_WHAT NEEDS TO BE DONE_
Below are some records. Write out the lines from the one containing "Practice step: find the concrete seawall" to the last line, word for word, leaving out pictures.

_SOURCE DATA_
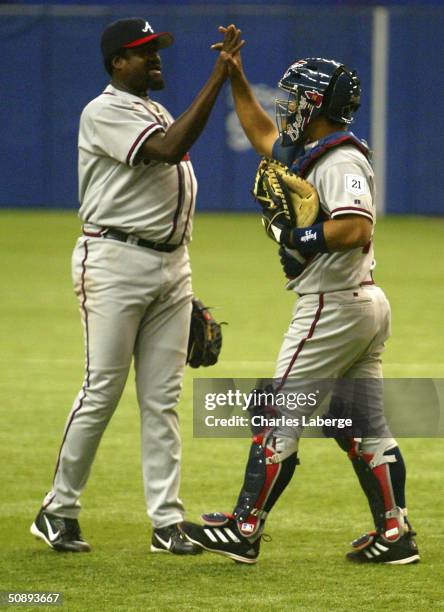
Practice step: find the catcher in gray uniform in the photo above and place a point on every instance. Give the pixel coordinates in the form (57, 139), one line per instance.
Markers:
(341, 319)
(132, 276)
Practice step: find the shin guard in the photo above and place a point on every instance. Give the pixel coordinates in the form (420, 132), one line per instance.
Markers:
(270, 467)
(383, 486)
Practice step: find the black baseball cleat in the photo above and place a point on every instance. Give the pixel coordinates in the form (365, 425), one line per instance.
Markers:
(171, 539)
(60, 533)
(224, 540)
(375, 548)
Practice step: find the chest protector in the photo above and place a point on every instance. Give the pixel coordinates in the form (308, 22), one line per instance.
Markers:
(304, 162)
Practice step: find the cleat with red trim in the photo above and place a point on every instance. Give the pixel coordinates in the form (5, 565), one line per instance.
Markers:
(375, 548)
(216, 519)
(60, 533)
(224, 540)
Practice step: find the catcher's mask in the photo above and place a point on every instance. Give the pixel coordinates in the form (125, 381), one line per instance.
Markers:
(315, 86)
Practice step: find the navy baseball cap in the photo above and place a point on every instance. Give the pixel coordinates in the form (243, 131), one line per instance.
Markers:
(127, 33)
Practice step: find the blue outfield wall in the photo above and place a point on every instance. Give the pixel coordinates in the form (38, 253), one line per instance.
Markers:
(52, 68)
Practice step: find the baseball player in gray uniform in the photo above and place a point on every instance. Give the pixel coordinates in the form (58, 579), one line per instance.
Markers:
(132, 276)
(340, 321)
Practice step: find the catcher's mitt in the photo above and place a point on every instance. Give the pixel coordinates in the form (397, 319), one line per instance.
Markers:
(205, 340)
(284, 196)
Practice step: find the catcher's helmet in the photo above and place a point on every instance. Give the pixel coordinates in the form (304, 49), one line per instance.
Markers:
(316, 86)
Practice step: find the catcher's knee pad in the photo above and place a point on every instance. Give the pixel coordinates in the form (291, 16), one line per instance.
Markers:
(270, 467)
(379, 466)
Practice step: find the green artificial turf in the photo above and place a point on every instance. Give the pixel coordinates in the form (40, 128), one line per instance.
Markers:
(303, 568)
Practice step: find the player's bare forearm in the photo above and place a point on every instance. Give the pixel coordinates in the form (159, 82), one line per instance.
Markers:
(172, 145)
(348, 232)
(256, 123)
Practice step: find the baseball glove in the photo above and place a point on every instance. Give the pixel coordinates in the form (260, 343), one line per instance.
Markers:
(284, 196)
(205, 341)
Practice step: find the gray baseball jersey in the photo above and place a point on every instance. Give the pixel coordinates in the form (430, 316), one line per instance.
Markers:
(152, 200)
(345, 182)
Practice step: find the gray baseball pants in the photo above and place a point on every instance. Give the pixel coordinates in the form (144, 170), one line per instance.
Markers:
(336, 335)
(134, 302)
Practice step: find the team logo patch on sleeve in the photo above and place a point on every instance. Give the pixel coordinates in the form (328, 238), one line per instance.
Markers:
(355, 184)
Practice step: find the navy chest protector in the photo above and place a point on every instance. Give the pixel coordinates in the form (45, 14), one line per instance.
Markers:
(301, 162)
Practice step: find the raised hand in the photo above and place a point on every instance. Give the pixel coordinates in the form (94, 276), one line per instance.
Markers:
(230, 47)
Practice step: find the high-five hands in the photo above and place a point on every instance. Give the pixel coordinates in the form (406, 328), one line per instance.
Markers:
(230, 46)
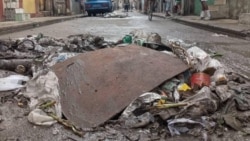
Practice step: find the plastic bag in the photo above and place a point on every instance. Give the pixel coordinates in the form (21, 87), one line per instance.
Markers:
(12, 82)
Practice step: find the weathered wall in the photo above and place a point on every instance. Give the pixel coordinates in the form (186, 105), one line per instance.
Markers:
(236, 7)
(1, 10)
(29, 6)
(197, 6)
(75, 6)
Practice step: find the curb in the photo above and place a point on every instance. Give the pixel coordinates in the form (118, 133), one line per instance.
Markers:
(207, 27)
(16, 28)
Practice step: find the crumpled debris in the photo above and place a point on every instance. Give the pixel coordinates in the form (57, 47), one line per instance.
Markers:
(140, 35)
(228, 92)
(145, 98)
(177, 130)
(203, 103)
(39, 117)
(139, 121)
(44, 87)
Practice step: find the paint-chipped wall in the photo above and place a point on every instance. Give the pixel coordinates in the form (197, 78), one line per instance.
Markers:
(236, 7)
(29, 6)
(75, 7)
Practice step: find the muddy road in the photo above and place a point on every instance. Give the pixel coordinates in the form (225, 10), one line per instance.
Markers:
(236, 56)
(235, 51)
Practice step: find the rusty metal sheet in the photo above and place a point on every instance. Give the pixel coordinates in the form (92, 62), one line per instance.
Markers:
(95, 86)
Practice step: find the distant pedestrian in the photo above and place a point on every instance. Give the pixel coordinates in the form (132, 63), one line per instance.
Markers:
(126, 5)
(168, 6)
(178, 6)
(205, 13)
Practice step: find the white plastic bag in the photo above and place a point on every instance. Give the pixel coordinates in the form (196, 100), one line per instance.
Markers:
(12, 82)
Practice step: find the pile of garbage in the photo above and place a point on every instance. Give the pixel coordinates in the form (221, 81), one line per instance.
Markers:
(115, 15)
(198, 101)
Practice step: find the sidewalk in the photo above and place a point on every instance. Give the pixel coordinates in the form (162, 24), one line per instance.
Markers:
(224, 26)
(14, 26)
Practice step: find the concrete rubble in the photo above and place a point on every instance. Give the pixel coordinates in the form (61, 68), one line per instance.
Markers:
(202, 100)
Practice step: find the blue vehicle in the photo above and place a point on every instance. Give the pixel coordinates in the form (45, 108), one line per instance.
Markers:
(98, 6)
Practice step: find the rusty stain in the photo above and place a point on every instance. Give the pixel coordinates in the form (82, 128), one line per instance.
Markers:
(95, 86)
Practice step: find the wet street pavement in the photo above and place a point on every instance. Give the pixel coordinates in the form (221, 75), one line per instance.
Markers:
(235, 51)
(236, 55)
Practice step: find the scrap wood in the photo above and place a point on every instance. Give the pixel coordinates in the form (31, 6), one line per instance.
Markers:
(172, 105)
(17, 55)
(14, 63)
(65, 123)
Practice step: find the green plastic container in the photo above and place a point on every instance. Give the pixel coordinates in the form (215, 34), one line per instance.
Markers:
(127, 39)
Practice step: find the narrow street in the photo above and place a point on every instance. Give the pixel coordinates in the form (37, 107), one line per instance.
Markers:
(235, 51)
(235, 55)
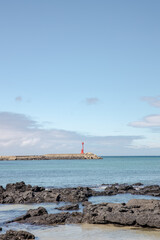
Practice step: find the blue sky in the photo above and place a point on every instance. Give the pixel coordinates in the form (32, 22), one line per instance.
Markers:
(75, 71)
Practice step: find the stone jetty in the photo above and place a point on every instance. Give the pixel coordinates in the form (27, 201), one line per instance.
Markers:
(50, 157)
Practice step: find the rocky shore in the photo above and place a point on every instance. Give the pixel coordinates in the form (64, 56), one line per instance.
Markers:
(22, 193)
(141, 213)
(50, 157)
(16, 235)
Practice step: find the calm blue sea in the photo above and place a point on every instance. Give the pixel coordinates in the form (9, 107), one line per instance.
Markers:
(70, 173)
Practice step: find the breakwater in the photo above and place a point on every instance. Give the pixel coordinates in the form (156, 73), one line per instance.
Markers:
(50, 157)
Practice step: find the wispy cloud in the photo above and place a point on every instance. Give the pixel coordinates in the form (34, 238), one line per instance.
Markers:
(150, 121)
(20, 134)
(153, 101)
(18, 99)
(92, 101)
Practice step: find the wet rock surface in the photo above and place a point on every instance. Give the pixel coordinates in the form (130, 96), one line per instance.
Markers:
(144, 213)
(137, 212)
(41, 217)
(21, 193)
(69, 207)
(16, 235)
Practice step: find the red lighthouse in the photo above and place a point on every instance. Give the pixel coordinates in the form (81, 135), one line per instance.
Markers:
(82, 150)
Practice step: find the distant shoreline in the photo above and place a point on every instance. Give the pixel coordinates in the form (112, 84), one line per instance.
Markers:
(50, 157)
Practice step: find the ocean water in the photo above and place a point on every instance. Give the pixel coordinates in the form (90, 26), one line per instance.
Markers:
(73, 173)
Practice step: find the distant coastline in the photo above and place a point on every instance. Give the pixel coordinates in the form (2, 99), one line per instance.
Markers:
(50, 157)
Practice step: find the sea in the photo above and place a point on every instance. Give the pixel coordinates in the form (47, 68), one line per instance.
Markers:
(73, 173)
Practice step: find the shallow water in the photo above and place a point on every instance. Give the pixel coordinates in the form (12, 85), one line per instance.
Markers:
(96, 232)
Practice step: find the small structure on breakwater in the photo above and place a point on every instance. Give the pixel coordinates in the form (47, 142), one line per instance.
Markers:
(50, 157)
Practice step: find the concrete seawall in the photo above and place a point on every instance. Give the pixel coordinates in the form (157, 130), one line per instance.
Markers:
(50, 157)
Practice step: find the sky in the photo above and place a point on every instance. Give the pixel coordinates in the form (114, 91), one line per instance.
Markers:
(73, 71)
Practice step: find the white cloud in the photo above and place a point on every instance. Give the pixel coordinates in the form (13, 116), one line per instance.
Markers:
(92, 101)
(18, 99)
(148, 121)
(20, 135)
(153, 101)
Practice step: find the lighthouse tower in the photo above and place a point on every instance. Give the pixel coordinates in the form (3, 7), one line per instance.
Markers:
(82, 150)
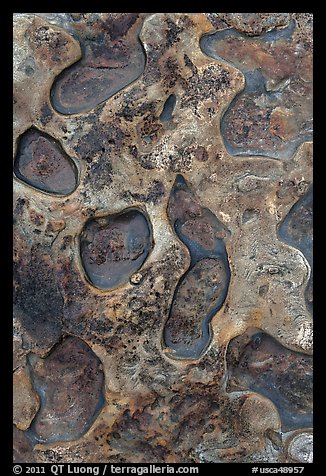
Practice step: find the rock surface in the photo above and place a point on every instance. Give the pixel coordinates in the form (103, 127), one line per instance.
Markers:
(162, 219)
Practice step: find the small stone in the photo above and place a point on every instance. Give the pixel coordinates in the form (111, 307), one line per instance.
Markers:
(136, 278)
(26, 402)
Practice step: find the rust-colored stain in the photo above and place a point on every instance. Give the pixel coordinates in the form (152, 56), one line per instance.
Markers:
(163, 212)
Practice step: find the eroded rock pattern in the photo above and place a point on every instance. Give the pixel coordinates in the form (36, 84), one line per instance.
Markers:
(113, 248)
(42, 163)
(162, 227)
(201, 291)
(258, 362)
(69, 382)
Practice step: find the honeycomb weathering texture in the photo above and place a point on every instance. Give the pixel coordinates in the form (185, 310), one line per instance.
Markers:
(163, 206)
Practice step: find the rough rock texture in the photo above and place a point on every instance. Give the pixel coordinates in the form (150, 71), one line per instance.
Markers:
(162, 237)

_TASK RESPONSE_
Practice step: find the concrete seawall in the photo above and place a point on every instance. Give the pixel coordinates in the form (157, 130), one line per instance.
Markers:
(50, 157)
Practice step: find the sky in the photo above and place a point on every instance. Give the pixel coordinates in the form (114, 91), one line per instance.
Markers:
(73, 71)
Practice step: find the white cloud in the photo above and place a point on every instance. Give the pixel coordinates in the form (13, 116), one line per instance.
Markers:
(92, 101)
(18, 99)
(148, 121)
(20, 135)
(153, 101)
Practice step: find the lighthouse tower in the photo above and place a point on every instance. Give the pixel coordinates in the form (3, 7), one line per instance.
Markers:
(82, 150)
Practice step: find the rock surface in the photo above and place a point on every instance. Give the pixel coordinates in the form (103, 127), one line per instance.
Markers:
(162, 219)
Practice step: find the small stone in the photo above and place a point on every instance. Give the pixel coordinates in the form (111, 307), one line per instance.
Markers:
(136, 278)
(26, 402)
Practice step: find the rust-colored stain in the photo above and place a point on every instance. Give the pixel coordinates in the form (152, 56), one line per instance.
Markers:
(163, 212)
Practice step: find the eroded rock pattern in the photo above and place a point on every instance. Give the pixel coordinates in the form (36, 84), one line per instance.
Markers:
(113, 248)
(42, 163)
(162, 227)
(201, 291)
(258, 362)
(69, 382)
Practice step: find the honeycomb weathering texture in the photo above and place a point on every instance. Give the pixel coordinates in the form (185, 310), one line per instance.
Markers:
(163, 206)
Practice step: find the rough rock texture in the photo above and place a point on every instance. Give the pixel coordinates in the form (150, 71), one line per instance.
Markers:
(162, 237)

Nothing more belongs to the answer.